* Excerpt provided:
▬▬▬▬▬▬

Dr. George Delgado, the man best known for claiming women could reverse their abortions, has now set his sights on a new mission that is just as scientifically dubious: helping churches fight public health restrictions during a global pandemic.
Delgado, a 58-year-old family medicine physician from San Diego, California, became a hero of the anti-abortion movement for inventing a protocol he calls “abortion pill reversal.” The procedure is meant to stop the effects of a medication abortion midway through, by giving the patient an injection of progesterone after they take the first of two pills that trigger a medication abortion. It is a tantalizing idea for religious conservatives, who have spent years fighting the rise of inexpensive, readily available abortion pills—but one that is almost entirely unproven.
The only studies on abortion reversal have been conducted by Delgado himself, and they have been criticized in some of the medical industry’s most prominent journals. The American College of Gynecologists and Obstetricians clearly states that there is “no evidence that treatment with progesterone after taking mifepristone increases the likelihood of the pregnancy continuing.” The only third-party study on the procedure was stopped early because three of the 12 participants had to be rushed to the hospital. (Delgado claims this actually supports the safety of his procedure, because two of the hospitalized women were in the placebo group. The study’s authors disagree.)

▬▬▬▬▬▬

* Information supplied:
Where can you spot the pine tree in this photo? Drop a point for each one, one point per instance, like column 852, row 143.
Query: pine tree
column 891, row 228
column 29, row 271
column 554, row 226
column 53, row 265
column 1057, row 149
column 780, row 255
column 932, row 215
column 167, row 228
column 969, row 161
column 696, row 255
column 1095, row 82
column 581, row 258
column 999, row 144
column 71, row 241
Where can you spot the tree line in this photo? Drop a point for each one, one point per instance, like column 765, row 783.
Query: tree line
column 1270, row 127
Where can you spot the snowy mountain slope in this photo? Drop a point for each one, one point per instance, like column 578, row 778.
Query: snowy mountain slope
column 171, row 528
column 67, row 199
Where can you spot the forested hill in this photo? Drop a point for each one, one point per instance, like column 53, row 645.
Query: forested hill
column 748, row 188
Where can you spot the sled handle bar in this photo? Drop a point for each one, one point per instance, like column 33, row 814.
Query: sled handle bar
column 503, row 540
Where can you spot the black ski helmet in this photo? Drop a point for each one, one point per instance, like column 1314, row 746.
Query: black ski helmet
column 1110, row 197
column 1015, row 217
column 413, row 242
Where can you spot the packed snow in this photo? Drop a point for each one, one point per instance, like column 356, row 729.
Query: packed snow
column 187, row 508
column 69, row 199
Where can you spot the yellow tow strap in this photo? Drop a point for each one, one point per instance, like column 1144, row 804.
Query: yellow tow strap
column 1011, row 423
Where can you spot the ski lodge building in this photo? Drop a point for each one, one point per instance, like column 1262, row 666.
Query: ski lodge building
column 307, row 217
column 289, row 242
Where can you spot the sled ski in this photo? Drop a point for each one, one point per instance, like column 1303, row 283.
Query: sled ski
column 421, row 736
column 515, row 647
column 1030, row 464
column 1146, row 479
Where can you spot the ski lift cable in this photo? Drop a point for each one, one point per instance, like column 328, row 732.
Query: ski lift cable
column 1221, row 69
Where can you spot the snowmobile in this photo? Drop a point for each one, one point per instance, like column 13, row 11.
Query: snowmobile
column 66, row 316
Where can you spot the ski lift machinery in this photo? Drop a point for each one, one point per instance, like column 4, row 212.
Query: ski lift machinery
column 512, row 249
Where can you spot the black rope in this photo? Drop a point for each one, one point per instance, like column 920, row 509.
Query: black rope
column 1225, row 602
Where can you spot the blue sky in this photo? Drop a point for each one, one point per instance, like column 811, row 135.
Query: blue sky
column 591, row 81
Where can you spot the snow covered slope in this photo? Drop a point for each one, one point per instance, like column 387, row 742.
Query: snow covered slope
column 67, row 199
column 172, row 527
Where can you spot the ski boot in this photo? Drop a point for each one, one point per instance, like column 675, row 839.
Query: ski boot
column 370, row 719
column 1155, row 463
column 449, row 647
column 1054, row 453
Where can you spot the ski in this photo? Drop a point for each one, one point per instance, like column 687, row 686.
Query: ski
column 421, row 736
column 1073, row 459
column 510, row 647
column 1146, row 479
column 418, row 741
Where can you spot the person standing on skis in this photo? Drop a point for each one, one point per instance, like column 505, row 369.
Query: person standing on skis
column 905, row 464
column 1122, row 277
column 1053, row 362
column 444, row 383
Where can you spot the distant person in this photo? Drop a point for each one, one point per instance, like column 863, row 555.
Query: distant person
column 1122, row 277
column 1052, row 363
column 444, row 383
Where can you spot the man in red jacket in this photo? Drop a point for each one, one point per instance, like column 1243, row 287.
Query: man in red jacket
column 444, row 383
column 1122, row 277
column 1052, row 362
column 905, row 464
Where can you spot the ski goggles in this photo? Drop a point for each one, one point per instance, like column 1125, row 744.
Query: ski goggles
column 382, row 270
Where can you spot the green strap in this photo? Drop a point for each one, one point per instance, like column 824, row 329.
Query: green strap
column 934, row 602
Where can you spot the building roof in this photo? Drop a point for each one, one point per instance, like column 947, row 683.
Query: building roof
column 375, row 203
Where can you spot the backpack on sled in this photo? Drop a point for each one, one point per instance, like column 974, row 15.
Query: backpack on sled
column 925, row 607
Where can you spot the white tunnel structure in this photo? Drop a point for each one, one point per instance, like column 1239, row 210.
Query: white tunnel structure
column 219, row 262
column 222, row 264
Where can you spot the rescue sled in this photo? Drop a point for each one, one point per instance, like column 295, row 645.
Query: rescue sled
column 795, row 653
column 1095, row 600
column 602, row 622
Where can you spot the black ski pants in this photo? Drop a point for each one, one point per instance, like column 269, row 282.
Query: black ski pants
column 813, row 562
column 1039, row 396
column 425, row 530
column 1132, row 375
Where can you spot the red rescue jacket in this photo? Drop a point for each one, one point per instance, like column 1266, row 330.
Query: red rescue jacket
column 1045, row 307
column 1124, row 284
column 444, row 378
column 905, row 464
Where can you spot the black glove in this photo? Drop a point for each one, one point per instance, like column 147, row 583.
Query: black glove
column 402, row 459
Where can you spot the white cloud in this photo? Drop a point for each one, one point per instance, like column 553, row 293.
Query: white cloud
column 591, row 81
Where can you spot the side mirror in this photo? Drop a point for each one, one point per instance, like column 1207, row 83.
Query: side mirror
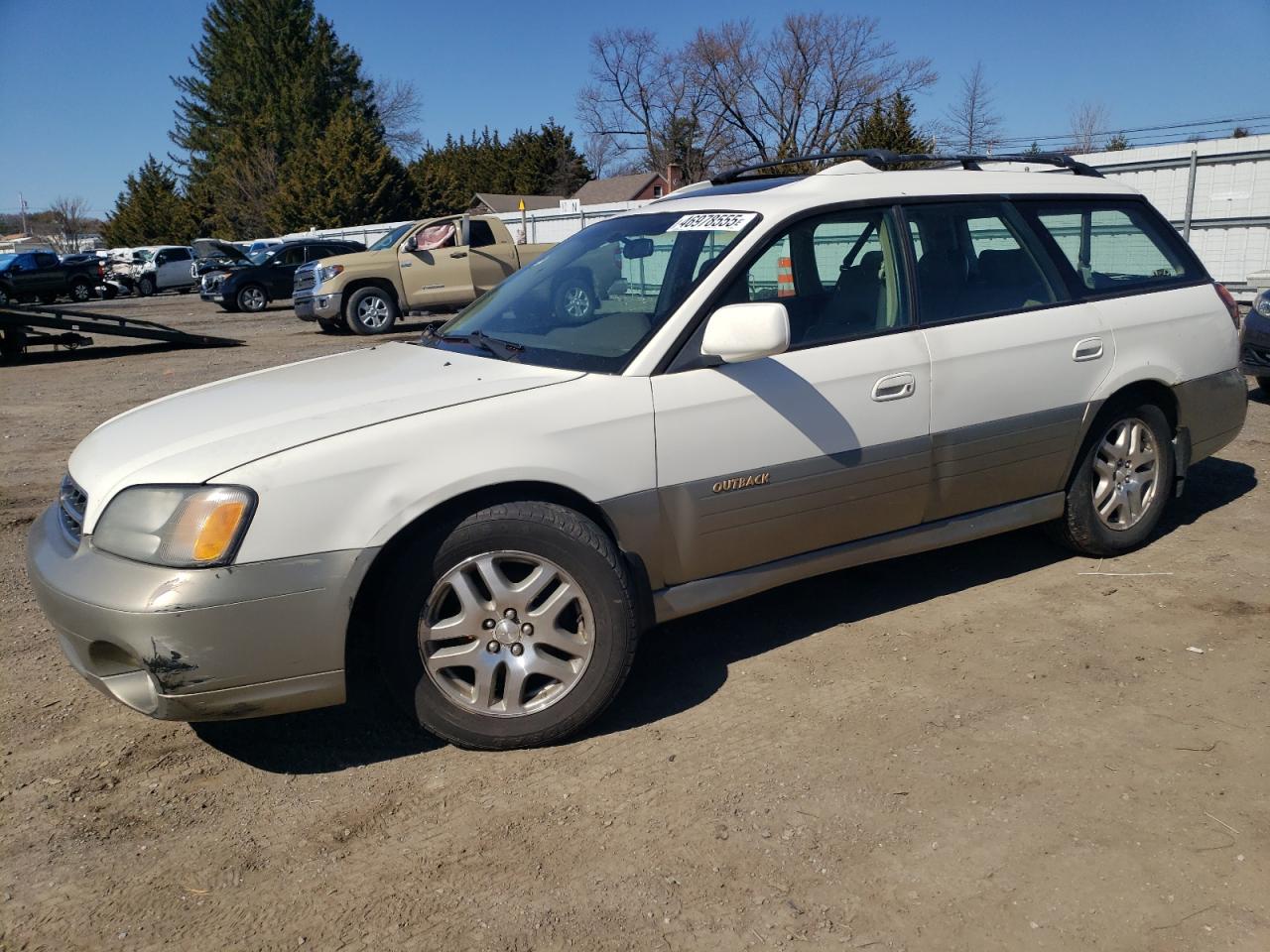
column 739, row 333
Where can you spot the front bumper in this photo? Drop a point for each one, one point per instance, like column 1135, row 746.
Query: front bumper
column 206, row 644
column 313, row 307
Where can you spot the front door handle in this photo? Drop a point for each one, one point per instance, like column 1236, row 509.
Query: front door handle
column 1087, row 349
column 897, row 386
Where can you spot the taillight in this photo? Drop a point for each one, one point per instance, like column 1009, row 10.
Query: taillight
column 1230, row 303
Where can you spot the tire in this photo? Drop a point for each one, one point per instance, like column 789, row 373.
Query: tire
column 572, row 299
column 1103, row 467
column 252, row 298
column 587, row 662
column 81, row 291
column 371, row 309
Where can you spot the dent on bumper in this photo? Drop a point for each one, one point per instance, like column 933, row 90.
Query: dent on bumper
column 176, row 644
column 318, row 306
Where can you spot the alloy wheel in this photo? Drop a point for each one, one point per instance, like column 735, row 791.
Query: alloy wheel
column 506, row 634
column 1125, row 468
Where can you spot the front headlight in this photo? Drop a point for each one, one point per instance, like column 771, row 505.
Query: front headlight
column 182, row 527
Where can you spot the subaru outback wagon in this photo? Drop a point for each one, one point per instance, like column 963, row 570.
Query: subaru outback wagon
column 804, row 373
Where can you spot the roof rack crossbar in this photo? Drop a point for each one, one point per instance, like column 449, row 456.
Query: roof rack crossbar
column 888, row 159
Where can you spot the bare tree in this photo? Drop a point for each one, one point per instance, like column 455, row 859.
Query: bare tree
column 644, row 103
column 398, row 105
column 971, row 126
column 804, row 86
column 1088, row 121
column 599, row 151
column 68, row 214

▬▬▬▬▬▬

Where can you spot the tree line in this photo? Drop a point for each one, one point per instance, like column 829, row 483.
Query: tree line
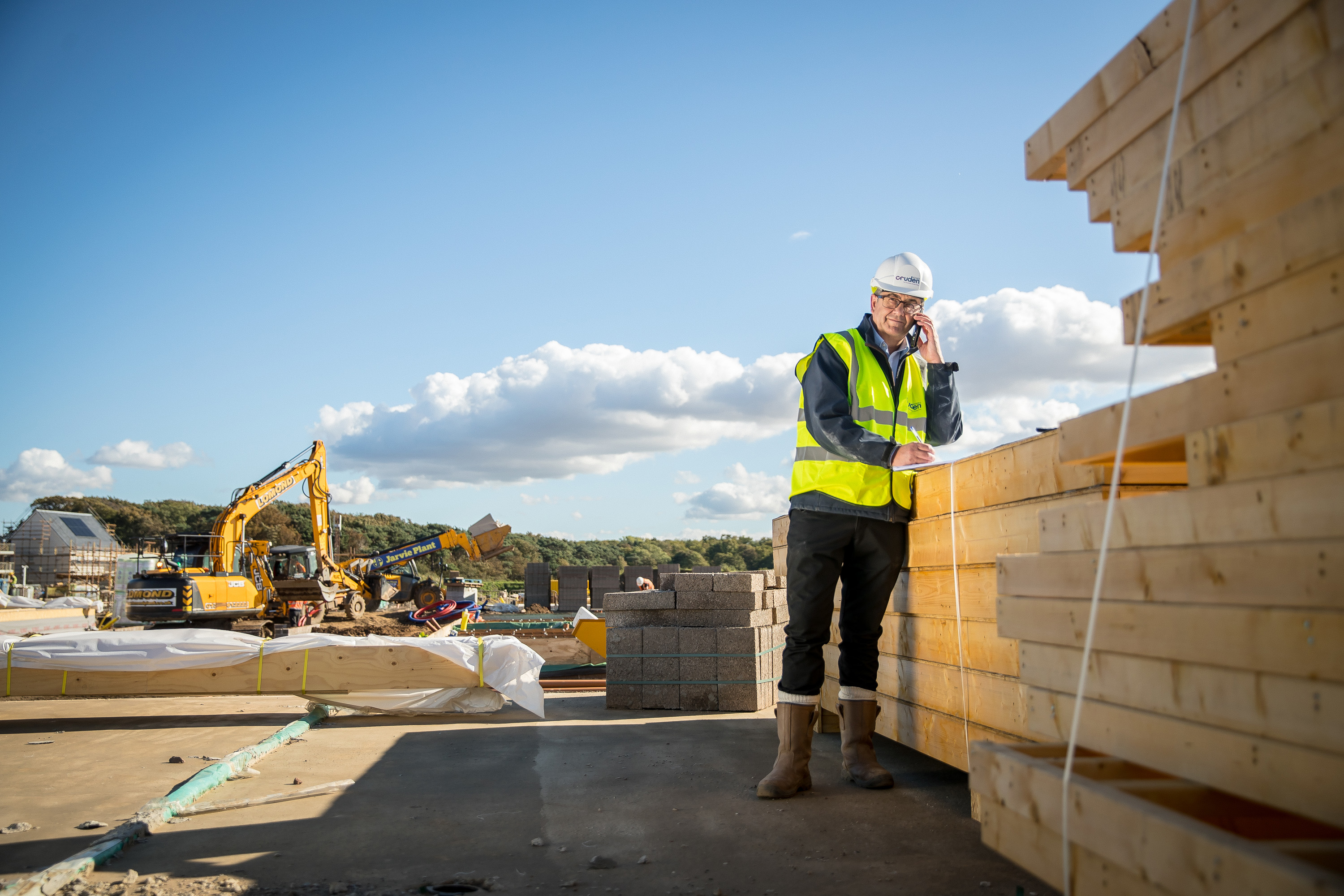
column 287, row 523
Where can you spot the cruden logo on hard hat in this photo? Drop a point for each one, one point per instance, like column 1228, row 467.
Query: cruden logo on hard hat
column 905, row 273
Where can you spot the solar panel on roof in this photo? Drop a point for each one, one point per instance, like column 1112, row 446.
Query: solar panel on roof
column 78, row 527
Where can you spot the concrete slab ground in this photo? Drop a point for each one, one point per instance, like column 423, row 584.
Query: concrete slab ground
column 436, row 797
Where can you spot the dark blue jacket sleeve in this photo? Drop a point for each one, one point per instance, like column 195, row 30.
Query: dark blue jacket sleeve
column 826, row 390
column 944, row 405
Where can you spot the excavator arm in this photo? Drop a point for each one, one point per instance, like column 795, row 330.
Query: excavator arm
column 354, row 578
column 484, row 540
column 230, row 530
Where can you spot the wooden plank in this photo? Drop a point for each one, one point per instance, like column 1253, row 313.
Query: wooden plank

▬▬▬▬▬▬

* What to work on:
1. Answer these questions using the article about Dr. George Delgado:
(a) How old is Delgado, and what city is he from?
(b) What does his procedure give the patient after the first of the two pills?
(c) How many of the 12 participants in the third-party study had to be rushed to the hospital?
2. Write what comes next in the article about Dr. George Delgado, picking up after its final sentence.
The records are not needed here.

* Answers provided:
1.
(a) He is 58 and from San Diego, California.
(b) An injection of progesterone.
(c) Three.

2.
But scientific accuracy does not seem to be Delgado’s chief priority. This spring, as coronavirus deaths passed 270,000 worldwide, Delgado agreed to work as an expert witness for churches that wanted to fill their chapels and couples who wanted to be wedded indoors. Now, he is writing for a website called “Covid Planning Tools,” which pushes the dubious notion that Americans should strive for herd immunity, rather than flattening the pandemic's curve.
Delgado has no public health certification, and his only hospital affiliation is with his own private clinic, unsubtly named Culture of Life Family Services. (The University of California, San Diego, where Delgado briefly taught classes until 2011, asked him to remove his affiliation with them from papers as recently as 2018.) In legal filings, he lists his qualifications as a physician who has “treated many people with infectious diseases, including viral illnesses such as influenza, which tend to occur in epidemics.”
In an interview with The Daily Beast, Delgado defended his approach as the only sensible way to manage a pandemic that is reaching record daily highs.
“Overall, I would say that approach is a prudent, practical approach to protect the vulnerable and the elderly from serious illness and from death, at the same time avoiding the collateral damage that has been inflicted by the policies instituted up until now by several states,” he said.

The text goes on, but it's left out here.